→ WORK TO DO
Copy out the part of the listing that opens with the line containing "Tell me — does any white vanity" and closes with the line containing "163, 267, 422, 427", renaming "vanity cabinet" to "bathroom cabinet" and keeping everything else the same.

— start EXTRACTED RECORDS —

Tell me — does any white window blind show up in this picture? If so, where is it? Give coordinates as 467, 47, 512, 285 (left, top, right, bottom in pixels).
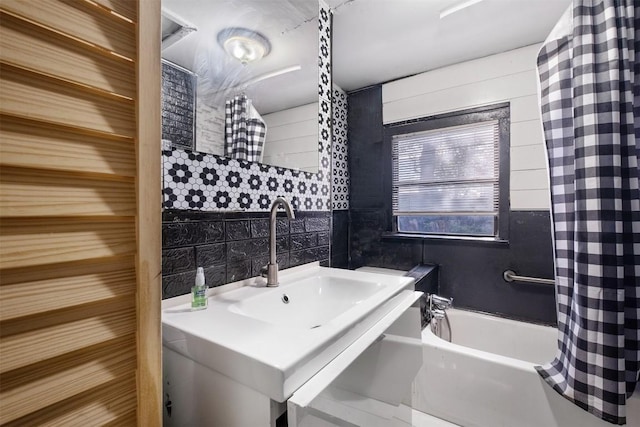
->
392, 120, 500, 234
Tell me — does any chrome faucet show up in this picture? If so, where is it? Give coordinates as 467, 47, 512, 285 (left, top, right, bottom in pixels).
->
261, 197, 296, 288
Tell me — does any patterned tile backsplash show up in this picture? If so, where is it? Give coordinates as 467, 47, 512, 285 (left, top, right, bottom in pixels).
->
162, 0, 336, 212
331, 85, 349, 210
162, 210, 330, 298
162, 3, 348, 298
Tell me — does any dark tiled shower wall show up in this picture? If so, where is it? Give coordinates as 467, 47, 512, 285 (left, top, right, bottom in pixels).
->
162, 61, 196, 150
331, 210, 349, 268
162, 210, 331, 299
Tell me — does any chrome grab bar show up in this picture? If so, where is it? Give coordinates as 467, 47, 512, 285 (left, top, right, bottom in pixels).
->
502, 270, 556, 285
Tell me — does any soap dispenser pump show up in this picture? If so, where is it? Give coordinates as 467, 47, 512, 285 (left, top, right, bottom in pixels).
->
191, 267, 207, 310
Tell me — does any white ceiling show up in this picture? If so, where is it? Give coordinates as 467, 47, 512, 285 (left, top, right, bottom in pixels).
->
162, 0, 571, 112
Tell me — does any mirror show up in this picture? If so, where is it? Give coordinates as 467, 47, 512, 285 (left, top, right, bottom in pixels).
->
162, 0, 319, 173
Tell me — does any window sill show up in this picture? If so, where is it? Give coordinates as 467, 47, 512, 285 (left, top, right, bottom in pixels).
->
382, 232, 509, 247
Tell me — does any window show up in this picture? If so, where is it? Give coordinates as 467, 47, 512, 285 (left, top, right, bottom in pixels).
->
389, 105, 509, 238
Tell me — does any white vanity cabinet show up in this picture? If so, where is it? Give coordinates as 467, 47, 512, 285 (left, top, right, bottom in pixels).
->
163, 267, 422, 427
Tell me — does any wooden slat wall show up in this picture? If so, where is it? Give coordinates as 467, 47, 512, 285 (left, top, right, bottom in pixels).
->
0, 0, 161, 426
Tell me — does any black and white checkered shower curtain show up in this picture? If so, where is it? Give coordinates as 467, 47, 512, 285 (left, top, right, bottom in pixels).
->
538, 0, 640, 424
224, 95, 267, 162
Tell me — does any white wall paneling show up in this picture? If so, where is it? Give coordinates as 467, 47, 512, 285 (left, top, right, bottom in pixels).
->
382, 45, 549, 210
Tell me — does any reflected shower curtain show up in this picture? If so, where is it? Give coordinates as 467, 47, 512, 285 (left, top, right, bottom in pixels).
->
537, 0, 640, 424
224, 95, 267, 162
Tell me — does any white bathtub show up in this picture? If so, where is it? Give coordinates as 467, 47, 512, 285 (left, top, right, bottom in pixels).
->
412, 309, 640, 427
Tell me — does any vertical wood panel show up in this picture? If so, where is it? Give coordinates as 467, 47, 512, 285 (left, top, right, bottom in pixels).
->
136, 0, 162, 427
0, 0, 162, 427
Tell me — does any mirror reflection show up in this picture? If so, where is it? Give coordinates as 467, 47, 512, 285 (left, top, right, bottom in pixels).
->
162, 0, 318, 172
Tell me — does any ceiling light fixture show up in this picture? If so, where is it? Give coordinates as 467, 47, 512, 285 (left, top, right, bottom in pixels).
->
218, 27, 271, 65
440, 0, 482, 19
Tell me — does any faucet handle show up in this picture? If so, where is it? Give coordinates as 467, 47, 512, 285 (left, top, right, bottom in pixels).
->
431, 294, 453, 309
431, 308, 444, 320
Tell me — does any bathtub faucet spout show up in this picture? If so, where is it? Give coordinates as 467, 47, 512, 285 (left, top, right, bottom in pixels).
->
430, 294, 453, 310
427, 294, 453, 342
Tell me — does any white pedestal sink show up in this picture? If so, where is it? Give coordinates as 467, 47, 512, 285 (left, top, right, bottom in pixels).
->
162, 264, 421, 426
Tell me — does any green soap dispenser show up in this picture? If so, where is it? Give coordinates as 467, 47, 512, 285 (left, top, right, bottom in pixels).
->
191, 267, 207, 310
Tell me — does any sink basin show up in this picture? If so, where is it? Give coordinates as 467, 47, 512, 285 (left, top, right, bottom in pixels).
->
162, 264, 414, 402
229, 275, 384, 329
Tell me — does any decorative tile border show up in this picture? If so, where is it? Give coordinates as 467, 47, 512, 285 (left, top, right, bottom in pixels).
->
331, 85, 349, 210
162, 2, 332, 211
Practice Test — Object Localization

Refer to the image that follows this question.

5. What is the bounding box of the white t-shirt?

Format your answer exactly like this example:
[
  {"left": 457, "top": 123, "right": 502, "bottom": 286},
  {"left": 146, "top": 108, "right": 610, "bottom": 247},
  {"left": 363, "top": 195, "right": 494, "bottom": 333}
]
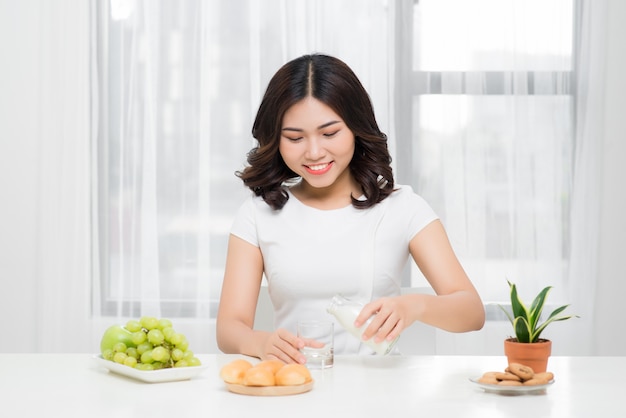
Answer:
[{"left": 231, "top": 185, "right": 437, "bottom": 354}]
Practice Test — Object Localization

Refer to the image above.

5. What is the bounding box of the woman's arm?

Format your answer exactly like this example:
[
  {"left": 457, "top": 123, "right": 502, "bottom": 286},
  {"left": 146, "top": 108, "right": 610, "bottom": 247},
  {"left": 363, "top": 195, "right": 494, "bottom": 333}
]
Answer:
[
  {"left": 216, "top": 235, "right": 304, "bottom": 362},
  {"left": 405, "top": 220, "right": 485, "bottom": 332},
  {"left": 355, "top": 220, "right": 485, "bottom": 342}
]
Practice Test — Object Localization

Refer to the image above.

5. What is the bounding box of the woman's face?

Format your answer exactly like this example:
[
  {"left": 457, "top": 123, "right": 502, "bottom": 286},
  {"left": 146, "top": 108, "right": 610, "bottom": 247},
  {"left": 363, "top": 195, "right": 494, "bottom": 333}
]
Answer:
[{"left": 279, "top": 97, "right": 355, "bottom": 188}]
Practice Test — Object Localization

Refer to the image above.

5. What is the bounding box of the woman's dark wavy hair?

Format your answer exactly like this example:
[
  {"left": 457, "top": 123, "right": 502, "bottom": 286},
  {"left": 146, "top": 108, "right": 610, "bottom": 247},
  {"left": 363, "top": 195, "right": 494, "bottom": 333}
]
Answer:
[{"left": 235, "top": 54, "right": 394, "bottom": 209}]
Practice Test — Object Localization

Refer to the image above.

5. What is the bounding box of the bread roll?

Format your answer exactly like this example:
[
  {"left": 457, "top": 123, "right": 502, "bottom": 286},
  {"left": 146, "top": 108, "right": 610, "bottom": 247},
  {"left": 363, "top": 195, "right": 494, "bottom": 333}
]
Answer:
[
  {"left": 254, "top": 359, "right": 286, "bottom": 374},
  {"left": 243, "top": 365, "right": 276, "bottom": 386},
  {"left": 220, "top": 359, "right": 252, "bottom": 385},
  {"left": 276, "top": 363, "right": 311, "bottom": 386}
]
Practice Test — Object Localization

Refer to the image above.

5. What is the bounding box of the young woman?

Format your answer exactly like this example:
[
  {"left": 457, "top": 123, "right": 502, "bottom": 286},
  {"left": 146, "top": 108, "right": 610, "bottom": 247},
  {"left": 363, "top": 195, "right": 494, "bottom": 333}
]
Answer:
[{"left": 217, "top": 54, "right": 484, "bottom": 363}]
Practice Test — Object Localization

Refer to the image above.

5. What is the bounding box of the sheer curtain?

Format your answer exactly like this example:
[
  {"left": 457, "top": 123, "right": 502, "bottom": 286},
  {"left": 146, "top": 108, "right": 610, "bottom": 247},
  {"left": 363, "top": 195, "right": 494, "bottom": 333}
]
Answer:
[
  {"left": 412, "top": 0, "right": 603, "bottom": 354},
  {"left": 92, "top": 0, "right": 603, "bottom": 354},
  {"left": 93, "top": 0, "right": 394, "bottom": 351}
]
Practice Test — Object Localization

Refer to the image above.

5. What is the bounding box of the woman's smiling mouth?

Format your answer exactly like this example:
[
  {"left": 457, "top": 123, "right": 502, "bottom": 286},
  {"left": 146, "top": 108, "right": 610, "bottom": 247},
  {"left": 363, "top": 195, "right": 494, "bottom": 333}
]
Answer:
[{"left": 304, "top": 161, "right": 333, "bottom": 175}]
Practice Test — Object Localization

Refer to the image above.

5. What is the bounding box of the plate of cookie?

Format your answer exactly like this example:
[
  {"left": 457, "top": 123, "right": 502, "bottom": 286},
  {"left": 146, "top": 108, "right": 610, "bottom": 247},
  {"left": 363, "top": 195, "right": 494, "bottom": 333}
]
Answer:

— end EXTRACTED RECORDS —

→ ANSWER IN FULL
Tell me — does any white bathroom cabinet show up in this picture? If so, where is it? Give coordinates as 467, 47, 512, 285 (left, top, right, bottom in pixels).
->
163, 267, 422, 427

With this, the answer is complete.